GIVEN TASK: Below is a block of data; give all of it again word for word.

Location identification items:
>> start

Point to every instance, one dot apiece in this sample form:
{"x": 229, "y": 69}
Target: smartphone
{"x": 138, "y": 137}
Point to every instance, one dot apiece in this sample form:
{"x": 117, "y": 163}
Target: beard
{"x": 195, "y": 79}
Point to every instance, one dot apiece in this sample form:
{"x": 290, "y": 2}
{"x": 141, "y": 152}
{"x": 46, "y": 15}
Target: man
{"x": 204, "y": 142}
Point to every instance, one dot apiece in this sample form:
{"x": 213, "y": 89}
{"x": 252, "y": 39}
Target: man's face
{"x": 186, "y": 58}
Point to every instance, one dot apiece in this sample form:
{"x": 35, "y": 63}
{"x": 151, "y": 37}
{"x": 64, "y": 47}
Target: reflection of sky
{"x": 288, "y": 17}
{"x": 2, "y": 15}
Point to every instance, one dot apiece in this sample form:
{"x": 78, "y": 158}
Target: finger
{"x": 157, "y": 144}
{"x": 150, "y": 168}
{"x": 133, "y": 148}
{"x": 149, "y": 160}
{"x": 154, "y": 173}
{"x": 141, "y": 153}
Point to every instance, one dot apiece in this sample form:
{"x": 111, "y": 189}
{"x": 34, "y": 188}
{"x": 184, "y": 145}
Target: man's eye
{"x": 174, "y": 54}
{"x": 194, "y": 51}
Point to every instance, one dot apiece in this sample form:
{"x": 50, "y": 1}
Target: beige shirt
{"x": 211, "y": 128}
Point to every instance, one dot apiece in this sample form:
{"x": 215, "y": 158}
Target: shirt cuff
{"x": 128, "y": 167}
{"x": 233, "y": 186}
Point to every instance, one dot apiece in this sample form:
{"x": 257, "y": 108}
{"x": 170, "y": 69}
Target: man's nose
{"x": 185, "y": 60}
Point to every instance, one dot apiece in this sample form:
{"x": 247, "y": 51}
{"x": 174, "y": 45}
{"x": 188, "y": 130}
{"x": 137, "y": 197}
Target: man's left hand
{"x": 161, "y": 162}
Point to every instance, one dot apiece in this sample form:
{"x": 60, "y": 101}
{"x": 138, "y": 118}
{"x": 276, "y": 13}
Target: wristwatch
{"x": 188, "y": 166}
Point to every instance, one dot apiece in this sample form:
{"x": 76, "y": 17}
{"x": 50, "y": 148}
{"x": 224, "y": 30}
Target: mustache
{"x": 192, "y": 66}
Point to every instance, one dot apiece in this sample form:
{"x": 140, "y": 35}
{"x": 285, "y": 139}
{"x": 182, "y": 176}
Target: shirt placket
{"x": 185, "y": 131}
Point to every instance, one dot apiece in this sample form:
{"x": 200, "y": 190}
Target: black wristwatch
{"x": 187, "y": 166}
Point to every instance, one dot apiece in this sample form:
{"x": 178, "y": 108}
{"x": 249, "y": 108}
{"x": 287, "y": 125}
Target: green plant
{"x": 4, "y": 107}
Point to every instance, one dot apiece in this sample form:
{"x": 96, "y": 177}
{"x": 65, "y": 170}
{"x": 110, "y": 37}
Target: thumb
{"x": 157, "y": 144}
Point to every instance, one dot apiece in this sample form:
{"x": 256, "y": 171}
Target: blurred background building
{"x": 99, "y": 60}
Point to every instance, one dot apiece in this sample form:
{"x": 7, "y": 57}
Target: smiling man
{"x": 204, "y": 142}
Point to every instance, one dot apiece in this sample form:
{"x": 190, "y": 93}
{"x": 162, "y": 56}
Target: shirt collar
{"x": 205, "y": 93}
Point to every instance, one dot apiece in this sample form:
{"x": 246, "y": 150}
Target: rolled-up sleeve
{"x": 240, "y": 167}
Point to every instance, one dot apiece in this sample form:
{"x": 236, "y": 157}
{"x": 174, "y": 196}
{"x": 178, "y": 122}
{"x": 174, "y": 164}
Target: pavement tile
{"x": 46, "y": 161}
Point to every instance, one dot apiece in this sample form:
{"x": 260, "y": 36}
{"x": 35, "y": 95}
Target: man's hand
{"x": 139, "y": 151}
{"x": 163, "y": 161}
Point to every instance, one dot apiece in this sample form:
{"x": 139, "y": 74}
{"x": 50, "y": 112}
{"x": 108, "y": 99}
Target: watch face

>> end

RESULT OF THIS EXERCISE:
Point to every instance, one dot apiece in this sample form:
{"x": 229, "y": 69}
Target: smartphone
{"x": 138, "y": 137}
Point to every instance, one dot apiece in this sample form:
{"x": 117, "y": 163}
Target: beard
{"x": 195, "y": 79}
Point to every instance, one dot apiece in this sample form:
{"x": 290, "y": 2}
{"x": 141, "y": 152}
{"x": 46, "y": 15}
Target: man
{"x": 204, "y": 142}
Point to every instance, one dot apiece in this sample form:
{"x": 213, "y": 89}
{"x": 252, "y": 39}
Target: man's face
{"x": 186, "y": 58}
Point to every instance, one dot apiece in this sample form:
{"x": 35, "y": 63}
{"x": 151, "y": 37}
{"x": 64, "y": 47}
Target: reflection of sky
{"x": 288, "y": 17}
{"x": 2, "y": 15}
Point to every instance, one dot apiece in this sample form:
{"x": 78, "y": 158}
Target: finger
{"x": 157, "y": 144}
{"x": 150, "y": 168}
{"x": 133, "y": 148}
{"x": 149, "y": 160}
{"x": 154, "y": 173}
{"x": 141, "y": 153}
Point to every instance, one dot apiece in this sample form:
{"x": 111, "y": 189}
{"x": 34, "y": 188}
{"x": 184, "y": 145}
Target: man's eye
{"x": 174, "y": 54}
{"x": 194, "y": 51}
Point to every instance, one dot apiece in this sample form:
{"x": 50, "y": 1}
Target: beige shirt
{"x": 211, "y": 128}
Point to every instance, one dot apiece in this sample form:
{"x": 215, "y": 158}
Target: shirt cuff
{"x": 128, "y": 167}
{"x": 233, "y": 186}
Point to every instance, one dot apiece in this sample form:
{"x": 257, "y": 108}
{"x": 170, "y": 69}
Target: man's nose
{"x": 185, "y": 60}
Point to every instance, one dot apiece in this sample form:
{"x": 247, "y": 51}
{"x": 174, "y": 45}
{"x": 188, "y": 130}
{"x": 137, "y": 197}
Target: man's left hand
{"x": 161, "y": 162}
Point to every instance, one dot apiece in this sample form:
{"x": 60, "y": 101}
{"x": 138, "y": 118}
{"x": 276, "y": 13}
Target: wristwatch
{"x": 188, "y": 166}
Point to every instance, one dot apiece in this sample form:
{"x": 76, "y": 17}
{"x": 50, "y": 148}
{"x": 224, "y": 30}
Target: mustache
{"x": 192, "y": 66}
Point to every instance, one dot apiece in this sample form:
{"x": 140, "y": 35}
{"x": 285, "y": 139}
{"x": 182, "y": 176}
Target: shirt placket
{"x": 185, "y": 131}
Point to every instance, one dot apiece in this sample form:
{"x": 200, "y": 190}
Target: black wristwatch
{"x": 187, "y": 166}
Point to every instance, one dot apiece in this sample form:
{"x": 178, "y": 108}
{"x": 249, "y": 108}
{"x": 287, "y": 125}
Target: green plant
{"x": 4, "y": 107}
Point to every instance, one dot apiece in this sample form:
{"x": 96, "y": 177}
{"x": 65, "y": 170}
{"x": 110, "y": 37}
Target: thumb
{"x": 157, "y": 144}
Point to every instance, one dot apiece in this sample form:
{"x": 256, "y": 171}
Target: blurred background building
{"x": 99, "y": 60}
Point to every instance, one dot apiece in this sample form:
{"x": 7, "y": 57}
Target: smiling man
{"x": 204, "y": 142}
Point to every instance, one dot apiece in this sample form:
{"x": 190, "y": 93}
{"x": 162, "y": 56}
Target: shirt collar
{"x": 205, "y": 93}
Point to every instance, one dot apiece in this sample form:
{"x": 246, "y": 150}
Target: rolled-up sleeve
{"x": 240, "y": 167}
Point to every instance, one dot apiece in this sample form:
{"x": 236, "y": 157}
{"x": 174, "y": 196}
{"x": 178, "y": 122}
{"x": 174, "y": 164}
Target: pavement tile
{"x": 46, "y": 161}
Point to every instance, one dot apiece in this sample form:
{"x": 260, "y": 36}
{"x": 35, "y": 95}
Target: man's hand
{"x": 139, "y": 151}
{"x": 163, "y": 161}
Point to every instance, one dot apiece in this sample form:
{"x": 139, "y": 74}
{"x": 50, "y": 112}
{"x": 108, "y": 99}
Target: watch face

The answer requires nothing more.